Start of Passage

Bradford's law

Last updated
Visual Representation of Bradford's law. Bradfordslaw.png
Visual Representation of Bradford's law.

Bradford's law is a pattern first described by Samuel C. Bradford in 1934 that estimates the exponentially diminishing returns of searching for references in science journals. One formulation is that if journals in a field are sorted by number of articles into three groups, each with about one-third of all articles, then the number of journals in each group will be proportional to 1:n:n2. [1] There are a number of related formulations of the principle.

Contents

In many disciplines, this pattern is called a Pareto distribution. As a practical example, suppose that a researcher has five core scientific journals for his or her subject. Suppose that in a month there are 12 articles of interest in those journals. Suppose further that in order to find another dozen articles of interest, the researcher would have to go to an additional 10 journals. Then that researcher's Bradford multiplier bm is 2 (i.e. 10/5). For each new dozen articles, that researcher will need to look in bm times as many journals. After looking in 5, 10, 20, 40, etc. journals, most researchers quickly realize that there is little point in looking further.

End of Passage

Written exercise A :: Collect every line of the entries below that contains the string "granite".

Start of Material to process

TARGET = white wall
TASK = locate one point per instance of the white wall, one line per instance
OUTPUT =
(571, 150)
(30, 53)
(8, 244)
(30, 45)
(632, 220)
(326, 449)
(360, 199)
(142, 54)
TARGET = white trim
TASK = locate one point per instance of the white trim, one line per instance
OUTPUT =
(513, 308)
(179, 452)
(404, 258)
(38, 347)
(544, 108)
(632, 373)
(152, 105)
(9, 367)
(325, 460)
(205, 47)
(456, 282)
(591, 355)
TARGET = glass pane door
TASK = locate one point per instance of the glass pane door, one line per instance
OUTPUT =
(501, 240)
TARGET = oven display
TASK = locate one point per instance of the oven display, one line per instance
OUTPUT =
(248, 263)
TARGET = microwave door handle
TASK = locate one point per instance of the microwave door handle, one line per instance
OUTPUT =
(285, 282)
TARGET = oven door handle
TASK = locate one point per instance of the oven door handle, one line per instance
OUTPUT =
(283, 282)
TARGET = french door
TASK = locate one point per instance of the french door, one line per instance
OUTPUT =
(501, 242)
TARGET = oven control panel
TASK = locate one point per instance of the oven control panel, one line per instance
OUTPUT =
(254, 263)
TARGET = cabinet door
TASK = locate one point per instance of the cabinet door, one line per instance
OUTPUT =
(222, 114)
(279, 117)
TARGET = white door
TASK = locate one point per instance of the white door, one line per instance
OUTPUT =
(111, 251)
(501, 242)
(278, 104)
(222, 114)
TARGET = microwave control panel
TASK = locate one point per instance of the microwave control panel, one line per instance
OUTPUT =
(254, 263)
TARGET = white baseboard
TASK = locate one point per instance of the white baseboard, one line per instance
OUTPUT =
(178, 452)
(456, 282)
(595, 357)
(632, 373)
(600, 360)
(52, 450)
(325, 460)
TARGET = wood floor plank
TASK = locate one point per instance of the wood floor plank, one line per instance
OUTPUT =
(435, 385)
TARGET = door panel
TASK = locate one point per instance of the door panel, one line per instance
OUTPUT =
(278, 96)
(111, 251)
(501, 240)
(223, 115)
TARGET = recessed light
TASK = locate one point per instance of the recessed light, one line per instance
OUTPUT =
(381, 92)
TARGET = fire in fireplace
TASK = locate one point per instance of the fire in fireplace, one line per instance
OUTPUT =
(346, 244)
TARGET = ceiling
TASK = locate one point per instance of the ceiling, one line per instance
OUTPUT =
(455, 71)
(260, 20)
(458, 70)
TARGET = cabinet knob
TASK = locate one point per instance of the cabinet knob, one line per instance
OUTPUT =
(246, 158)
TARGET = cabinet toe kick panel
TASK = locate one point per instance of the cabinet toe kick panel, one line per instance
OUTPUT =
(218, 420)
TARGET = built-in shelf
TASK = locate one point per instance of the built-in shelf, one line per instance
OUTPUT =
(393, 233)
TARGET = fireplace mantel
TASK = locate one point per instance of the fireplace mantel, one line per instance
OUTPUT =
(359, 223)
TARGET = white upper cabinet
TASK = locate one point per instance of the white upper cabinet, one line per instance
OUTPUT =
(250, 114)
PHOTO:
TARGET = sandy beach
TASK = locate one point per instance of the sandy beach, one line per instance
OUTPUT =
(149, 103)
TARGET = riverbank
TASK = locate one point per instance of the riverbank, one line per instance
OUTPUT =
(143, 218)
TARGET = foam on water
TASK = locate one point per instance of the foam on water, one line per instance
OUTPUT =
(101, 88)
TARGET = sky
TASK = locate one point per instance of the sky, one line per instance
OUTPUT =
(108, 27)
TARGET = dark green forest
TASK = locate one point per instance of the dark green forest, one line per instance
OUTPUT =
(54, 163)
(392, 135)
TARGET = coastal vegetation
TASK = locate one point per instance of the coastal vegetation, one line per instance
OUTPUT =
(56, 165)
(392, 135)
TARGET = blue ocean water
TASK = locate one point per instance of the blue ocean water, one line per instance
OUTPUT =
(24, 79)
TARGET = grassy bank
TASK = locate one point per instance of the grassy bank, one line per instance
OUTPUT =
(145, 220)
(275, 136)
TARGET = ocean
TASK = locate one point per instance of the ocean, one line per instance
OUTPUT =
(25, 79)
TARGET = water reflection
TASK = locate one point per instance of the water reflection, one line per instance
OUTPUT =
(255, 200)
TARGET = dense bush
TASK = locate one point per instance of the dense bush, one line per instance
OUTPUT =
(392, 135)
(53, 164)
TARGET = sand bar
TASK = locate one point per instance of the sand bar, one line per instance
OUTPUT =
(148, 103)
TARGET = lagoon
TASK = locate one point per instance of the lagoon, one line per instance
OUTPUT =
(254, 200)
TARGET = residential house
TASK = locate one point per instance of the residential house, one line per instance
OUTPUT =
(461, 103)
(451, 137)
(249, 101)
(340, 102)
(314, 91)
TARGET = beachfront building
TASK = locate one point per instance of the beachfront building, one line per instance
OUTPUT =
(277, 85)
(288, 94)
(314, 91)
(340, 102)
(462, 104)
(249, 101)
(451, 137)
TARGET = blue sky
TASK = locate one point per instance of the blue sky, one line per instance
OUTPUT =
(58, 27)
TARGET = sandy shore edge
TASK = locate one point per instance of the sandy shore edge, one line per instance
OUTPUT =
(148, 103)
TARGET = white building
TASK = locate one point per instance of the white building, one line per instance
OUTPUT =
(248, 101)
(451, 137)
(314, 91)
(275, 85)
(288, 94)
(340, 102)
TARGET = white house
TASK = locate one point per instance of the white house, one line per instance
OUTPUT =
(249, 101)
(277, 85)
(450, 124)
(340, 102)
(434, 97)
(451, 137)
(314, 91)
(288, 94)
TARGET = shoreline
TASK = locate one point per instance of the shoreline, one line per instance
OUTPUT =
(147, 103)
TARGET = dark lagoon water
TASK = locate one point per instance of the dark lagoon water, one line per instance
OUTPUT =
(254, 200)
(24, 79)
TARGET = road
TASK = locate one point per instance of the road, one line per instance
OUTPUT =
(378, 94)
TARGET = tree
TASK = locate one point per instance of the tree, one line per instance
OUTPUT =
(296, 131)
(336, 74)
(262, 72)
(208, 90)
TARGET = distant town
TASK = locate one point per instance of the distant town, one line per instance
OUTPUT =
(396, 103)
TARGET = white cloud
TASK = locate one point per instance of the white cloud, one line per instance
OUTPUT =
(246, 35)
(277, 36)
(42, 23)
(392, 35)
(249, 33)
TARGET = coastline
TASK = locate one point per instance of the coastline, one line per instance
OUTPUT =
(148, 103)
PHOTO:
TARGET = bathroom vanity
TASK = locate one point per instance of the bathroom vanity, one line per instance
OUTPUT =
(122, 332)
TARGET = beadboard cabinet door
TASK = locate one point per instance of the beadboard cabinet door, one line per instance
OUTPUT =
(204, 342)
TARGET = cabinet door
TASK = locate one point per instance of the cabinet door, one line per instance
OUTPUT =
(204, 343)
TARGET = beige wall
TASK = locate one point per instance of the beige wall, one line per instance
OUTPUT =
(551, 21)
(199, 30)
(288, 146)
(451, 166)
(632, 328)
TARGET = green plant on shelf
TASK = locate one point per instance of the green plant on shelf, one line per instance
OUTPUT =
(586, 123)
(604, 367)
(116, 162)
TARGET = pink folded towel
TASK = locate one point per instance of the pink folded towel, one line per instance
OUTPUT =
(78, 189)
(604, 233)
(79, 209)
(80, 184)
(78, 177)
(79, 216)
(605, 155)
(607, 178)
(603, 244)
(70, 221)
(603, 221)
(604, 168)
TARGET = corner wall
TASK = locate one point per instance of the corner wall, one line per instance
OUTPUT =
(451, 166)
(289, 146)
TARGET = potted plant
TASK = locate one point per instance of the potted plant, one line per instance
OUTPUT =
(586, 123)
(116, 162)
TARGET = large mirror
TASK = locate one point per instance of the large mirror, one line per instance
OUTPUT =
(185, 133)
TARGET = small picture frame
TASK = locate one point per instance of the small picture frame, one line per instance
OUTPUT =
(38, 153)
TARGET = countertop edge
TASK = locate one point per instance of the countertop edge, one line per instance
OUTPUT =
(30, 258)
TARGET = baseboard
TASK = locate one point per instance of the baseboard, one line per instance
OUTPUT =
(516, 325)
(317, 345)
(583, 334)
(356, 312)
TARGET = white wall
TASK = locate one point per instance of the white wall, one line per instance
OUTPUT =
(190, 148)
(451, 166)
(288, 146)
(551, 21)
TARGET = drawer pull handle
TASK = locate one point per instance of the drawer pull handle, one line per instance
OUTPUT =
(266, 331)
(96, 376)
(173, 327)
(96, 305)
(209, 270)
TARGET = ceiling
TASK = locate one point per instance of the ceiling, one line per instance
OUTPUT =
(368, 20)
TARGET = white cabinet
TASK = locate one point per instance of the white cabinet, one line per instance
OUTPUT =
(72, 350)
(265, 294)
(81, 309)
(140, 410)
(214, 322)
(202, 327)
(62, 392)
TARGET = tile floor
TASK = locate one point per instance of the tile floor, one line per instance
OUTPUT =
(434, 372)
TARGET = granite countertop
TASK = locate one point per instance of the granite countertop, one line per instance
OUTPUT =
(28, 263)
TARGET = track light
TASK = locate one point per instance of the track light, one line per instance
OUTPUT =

End of Material to process

Written exercise B :: Please reproduce, word for word, the stretch of the Bradford's law passage from "Last updated" through "of the principle.".

Task answer A ::
TARGET = granite countertop
TASK = locate one point per instance of the granite countertop, one line per instance

Task answer B ::
Last updated
Visual Representation of Bradford's law. Bradfordslaw.png
Visual Representation of Bradford's law.

Bradford's law is a pattern first described by Samuel C. Bradford in 1934 that estimates the exponentially diminishing returns of searching for references in science journals. One formulation is that if journals in a field are sorted by number of articles into three groups, each with about one-third of all articles, then the number of journals in each group will be proportional to 1:n:n2. [1] There are a number of related formulations of the principle.